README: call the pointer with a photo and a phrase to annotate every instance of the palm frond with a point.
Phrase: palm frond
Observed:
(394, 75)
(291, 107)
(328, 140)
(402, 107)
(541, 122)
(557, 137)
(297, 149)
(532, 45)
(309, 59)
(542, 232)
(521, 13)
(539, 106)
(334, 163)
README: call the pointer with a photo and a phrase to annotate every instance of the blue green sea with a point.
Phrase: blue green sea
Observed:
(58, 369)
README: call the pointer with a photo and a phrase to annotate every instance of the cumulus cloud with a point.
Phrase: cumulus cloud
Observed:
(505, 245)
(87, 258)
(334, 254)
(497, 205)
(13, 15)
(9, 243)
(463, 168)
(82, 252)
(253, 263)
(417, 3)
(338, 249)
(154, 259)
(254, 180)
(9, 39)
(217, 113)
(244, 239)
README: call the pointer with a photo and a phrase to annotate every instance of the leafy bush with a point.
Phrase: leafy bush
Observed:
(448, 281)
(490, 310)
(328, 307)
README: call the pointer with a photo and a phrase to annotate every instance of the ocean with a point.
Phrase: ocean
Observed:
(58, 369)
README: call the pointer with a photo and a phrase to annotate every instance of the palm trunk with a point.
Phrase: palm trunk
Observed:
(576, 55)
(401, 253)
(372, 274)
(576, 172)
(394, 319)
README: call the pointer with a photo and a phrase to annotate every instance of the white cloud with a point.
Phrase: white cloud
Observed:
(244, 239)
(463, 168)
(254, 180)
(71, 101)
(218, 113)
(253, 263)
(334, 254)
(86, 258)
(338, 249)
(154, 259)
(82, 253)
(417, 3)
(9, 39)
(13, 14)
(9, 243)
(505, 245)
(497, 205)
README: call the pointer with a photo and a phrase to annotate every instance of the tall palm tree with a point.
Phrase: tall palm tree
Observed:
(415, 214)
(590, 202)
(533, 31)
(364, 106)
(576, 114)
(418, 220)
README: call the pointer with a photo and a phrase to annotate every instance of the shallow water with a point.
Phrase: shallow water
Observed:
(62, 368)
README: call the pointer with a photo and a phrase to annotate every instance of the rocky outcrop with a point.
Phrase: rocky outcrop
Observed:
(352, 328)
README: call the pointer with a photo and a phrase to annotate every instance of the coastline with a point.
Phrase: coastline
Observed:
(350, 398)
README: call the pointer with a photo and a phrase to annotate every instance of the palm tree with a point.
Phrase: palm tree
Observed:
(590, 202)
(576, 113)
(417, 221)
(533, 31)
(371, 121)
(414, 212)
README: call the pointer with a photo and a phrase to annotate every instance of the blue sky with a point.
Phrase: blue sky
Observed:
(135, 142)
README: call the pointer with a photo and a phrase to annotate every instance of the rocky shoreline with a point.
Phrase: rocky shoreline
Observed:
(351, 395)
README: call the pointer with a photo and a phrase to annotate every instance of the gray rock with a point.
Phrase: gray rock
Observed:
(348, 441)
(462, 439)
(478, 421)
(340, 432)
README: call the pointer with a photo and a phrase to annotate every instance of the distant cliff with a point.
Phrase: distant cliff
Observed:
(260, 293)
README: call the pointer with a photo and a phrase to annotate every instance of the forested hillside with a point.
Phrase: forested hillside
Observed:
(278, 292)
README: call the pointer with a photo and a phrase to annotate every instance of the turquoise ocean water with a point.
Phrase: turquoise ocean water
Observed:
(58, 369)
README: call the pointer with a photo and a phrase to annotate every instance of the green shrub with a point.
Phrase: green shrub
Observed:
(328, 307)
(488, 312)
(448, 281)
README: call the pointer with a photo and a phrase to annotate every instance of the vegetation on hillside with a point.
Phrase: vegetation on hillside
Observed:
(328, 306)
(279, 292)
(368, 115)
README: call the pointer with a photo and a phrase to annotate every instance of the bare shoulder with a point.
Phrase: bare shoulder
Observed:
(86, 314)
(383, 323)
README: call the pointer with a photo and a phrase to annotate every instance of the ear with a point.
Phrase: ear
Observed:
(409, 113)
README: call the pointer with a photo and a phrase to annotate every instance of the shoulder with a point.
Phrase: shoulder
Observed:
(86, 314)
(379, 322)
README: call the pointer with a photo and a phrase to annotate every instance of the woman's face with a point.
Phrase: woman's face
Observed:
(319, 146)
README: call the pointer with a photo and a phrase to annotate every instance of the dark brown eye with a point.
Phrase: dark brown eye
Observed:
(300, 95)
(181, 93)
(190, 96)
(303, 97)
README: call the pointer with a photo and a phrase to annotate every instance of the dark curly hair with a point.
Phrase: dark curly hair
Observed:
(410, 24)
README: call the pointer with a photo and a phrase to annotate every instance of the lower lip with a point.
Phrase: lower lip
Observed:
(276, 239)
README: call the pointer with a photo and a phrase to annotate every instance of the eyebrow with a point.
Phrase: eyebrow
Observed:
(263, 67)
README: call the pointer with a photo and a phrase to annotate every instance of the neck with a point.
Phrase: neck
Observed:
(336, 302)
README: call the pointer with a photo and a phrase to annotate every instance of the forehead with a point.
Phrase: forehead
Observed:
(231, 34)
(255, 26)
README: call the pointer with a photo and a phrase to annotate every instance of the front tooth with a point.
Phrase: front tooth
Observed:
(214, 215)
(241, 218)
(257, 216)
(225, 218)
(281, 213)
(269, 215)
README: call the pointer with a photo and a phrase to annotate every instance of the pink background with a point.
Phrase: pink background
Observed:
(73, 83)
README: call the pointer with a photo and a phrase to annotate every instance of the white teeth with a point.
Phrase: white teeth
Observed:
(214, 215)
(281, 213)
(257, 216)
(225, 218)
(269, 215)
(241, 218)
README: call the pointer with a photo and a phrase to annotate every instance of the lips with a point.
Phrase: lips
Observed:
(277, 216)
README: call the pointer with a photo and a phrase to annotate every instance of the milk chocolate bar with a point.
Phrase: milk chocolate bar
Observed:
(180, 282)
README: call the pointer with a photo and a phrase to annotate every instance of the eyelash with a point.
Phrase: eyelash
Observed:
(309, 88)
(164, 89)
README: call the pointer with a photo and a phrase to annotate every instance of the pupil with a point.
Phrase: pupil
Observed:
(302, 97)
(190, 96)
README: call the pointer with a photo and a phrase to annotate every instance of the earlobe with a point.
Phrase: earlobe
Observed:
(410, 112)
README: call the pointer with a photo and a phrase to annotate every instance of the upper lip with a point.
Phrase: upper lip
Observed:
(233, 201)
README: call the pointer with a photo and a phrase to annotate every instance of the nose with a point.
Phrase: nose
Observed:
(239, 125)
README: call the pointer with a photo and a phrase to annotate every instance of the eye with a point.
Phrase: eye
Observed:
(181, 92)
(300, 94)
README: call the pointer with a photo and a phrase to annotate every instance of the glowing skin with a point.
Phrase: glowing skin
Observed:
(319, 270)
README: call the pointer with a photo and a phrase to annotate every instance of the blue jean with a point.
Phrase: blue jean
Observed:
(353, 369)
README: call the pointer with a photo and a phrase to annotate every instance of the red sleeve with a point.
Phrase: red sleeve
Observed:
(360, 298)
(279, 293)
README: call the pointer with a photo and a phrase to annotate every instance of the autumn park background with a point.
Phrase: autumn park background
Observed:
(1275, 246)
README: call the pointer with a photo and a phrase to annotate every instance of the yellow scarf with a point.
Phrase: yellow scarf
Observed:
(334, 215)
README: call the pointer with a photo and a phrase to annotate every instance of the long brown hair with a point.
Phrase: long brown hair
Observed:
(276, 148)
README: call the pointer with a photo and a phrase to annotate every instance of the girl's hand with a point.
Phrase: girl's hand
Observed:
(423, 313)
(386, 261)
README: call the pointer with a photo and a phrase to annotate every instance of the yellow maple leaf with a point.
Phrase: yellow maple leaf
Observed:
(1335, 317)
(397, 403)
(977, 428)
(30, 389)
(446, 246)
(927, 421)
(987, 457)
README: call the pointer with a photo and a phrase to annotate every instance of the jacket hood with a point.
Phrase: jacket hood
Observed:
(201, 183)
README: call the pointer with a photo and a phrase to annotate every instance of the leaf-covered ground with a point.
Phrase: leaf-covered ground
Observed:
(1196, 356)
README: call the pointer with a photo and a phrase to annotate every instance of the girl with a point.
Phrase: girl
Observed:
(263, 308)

◆ ◆ ◆ ◆ ◆ ◆ ◆

[WORK TO BE COMPLETED]:
Your answer should be the lines above from the one containing "Phrase: bare shoulder" through the one containing "Phrase: neck", copied exactly and with both ends kept.

[ANSWER BOX]:
Phrase: bare shoulder
Observed:
(86, 314)
(383, 323)
README: call the pointer with a photo and a phrase to annotate every instance of the ear with a point.
Phrase: ear
Observed:
(409, 113)
README: call the pointer with a photo and a phrase to annotate every instance of the shoulder with a point.
Phrase: shoulder
Observed:
(86, 314)
(379, 322)
README: call the pointer with a photo and a phrase to annotate every instance of the woman's face with a point.
Phrase: woman's face
Observed:
(319, 146)
README: call the pointer with a photo and a phrase to annotate every instance of the dark brown eye with a point.
Phrase: dark brown eye
Observed:
(300, 95)
(181, 93)
(190, 96)
(303, 97)
README: call the pointer with a photo and a phrase to annotate every instance of the dark curly hair with a point.
Phrase: dark curly hair
Observed:
(410, 24)
README: call the pointer with a photo and a phrase to annotate every instance of the lower lip with a point.
Phrase: lower lip
Observed:
(276, 239)
README: call the pointer with a photo and a phrase to annotate every instance of the eyebrow with a point.
Phrase: eyebrow
Observed:
(263, 67)
README: call the pointer with a photo and a phrase to annotate every instance of the neck with a point.
Phrase: neck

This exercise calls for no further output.